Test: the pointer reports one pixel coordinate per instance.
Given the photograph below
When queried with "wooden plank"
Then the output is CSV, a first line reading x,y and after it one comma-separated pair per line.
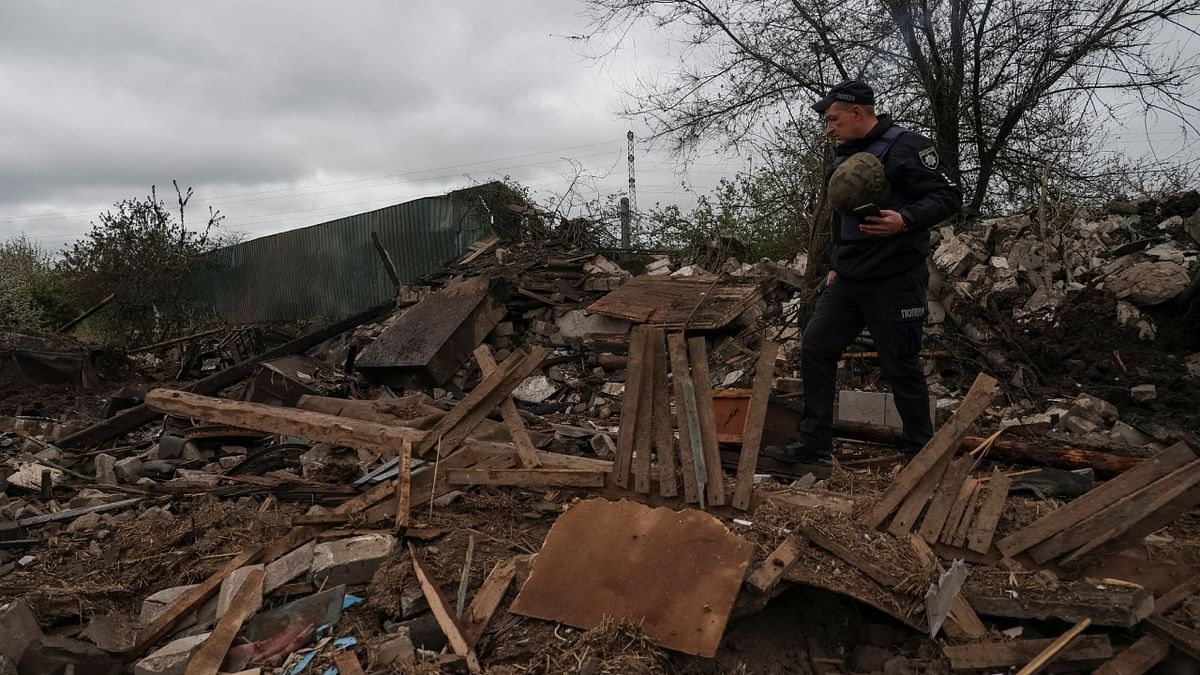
x,y
312,425
643,432
963,616
190,602
1179,637
945,441
453,429
1119,517
405,488
868,567
1110,605
983,530
989,656
509,413
943,499
527,477
756,416
679,375
630,405
1055,649
207,659
1171,459
959,511
767,575
969,515
347,663
702,380
1174,502
918,499
1138,658
664,431
443,614
487,599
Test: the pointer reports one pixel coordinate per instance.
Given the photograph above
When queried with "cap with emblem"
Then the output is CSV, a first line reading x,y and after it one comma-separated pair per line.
x,y
852,91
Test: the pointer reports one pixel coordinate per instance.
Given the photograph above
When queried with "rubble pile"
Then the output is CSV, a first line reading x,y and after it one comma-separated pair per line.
x,y
545,458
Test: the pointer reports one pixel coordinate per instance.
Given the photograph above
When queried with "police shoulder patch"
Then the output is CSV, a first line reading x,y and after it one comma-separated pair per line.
x,y
929,157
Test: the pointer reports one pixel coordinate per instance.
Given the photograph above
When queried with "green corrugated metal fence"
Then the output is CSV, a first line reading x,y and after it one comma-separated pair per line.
x,y
333,269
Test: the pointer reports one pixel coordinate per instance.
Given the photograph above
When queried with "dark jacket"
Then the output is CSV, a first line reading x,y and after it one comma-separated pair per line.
x,y
922,192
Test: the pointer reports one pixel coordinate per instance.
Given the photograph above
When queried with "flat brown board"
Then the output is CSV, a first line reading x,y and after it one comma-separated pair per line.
x,y
702,380
643,432
1174,502
675,303
983,530
664,431
1138,658
1098,499
258,417
630,405
756,416
509,413
943,499
1117,517
1087,650
673,572
946,441
681,372
918,499
767,575
960,511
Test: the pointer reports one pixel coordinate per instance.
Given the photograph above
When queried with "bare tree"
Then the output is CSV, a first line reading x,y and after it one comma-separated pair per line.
x,y
1002,85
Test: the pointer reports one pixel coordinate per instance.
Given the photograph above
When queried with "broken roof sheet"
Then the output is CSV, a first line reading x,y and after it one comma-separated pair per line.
x,y
695,303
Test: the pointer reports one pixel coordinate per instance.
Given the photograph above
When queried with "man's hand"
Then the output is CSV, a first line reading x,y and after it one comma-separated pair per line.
x,y
888,223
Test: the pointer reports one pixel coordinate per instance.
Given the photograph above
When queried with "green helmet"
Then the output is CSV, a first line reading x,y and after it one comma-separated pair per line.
x,y
857,181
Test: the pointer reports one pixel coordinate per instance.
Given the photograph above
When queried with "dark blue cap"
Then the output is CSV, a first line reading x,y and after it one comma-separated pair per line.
x,y
853,91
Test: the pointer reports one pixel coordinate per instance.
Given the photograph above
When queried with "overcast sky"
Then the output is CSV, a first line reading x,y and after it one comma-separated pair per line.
x,y
288,113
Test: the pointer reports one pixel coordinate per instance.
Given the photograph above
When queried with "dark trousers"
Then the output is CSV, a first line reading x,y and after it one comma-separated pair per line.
x,y
894,309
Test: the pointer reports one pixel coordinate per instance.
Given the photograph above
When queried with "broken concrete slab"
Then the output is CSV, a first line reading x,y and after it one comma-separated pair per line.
x,y
351,561
19,627
433,339
677,573
172,658
288,567
233,584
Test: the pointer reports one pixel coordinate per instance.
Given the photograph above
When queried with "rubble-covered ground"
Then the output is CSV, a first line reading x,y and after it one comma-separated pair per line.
x,y
1087,320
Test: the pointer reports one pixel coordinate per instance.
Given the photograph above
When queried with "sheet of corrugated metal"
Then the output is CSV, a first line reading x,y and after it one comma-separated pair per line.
x,y
333,269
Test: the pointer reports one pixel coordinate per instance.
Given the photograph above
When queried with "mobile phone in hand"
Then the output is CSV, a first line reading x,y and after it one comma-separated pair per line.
x,y
868,210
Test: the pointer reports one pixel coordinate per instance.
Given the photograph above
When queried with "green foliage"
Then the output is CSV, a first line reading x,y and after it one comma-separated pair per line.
x,y
147,256
25,273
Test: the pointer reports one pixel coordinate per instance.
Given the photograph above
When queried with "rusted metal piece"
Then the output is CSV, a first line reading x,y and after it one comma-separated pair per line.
x,y
432,340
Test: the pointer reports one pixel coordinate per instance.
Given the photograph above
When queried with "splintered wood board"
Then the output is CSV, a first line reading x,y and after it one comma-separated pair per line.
x,y
673,303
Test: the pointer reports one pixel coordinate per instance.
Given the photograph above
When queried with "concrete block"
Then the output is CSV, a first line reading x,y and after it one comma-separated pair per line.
x,y
18,628
157,603
233,584
1144,393
292,566
349,561
171,659
106,473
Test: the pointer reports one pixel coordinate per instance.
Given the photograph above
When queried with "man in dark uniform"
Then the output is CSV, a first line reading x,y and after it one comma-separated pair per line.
x,y
877,273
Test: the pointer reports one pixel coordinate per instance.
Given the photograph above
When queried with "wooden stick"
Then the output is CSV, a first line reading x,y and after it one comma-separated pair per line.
x,y
756,416
509,413
629,406
945,441
702,381
207,659
487,599
441,609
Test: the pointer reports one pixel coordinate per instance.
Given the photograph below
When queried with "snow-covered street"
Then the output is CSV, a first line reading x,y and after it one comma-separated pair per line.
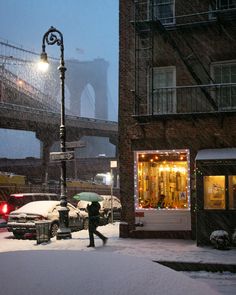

• **WHAT IS REQUIRED**
How many of the lines above contain the string "green"? Reply with the number alone.

• **TASK RESULT**
3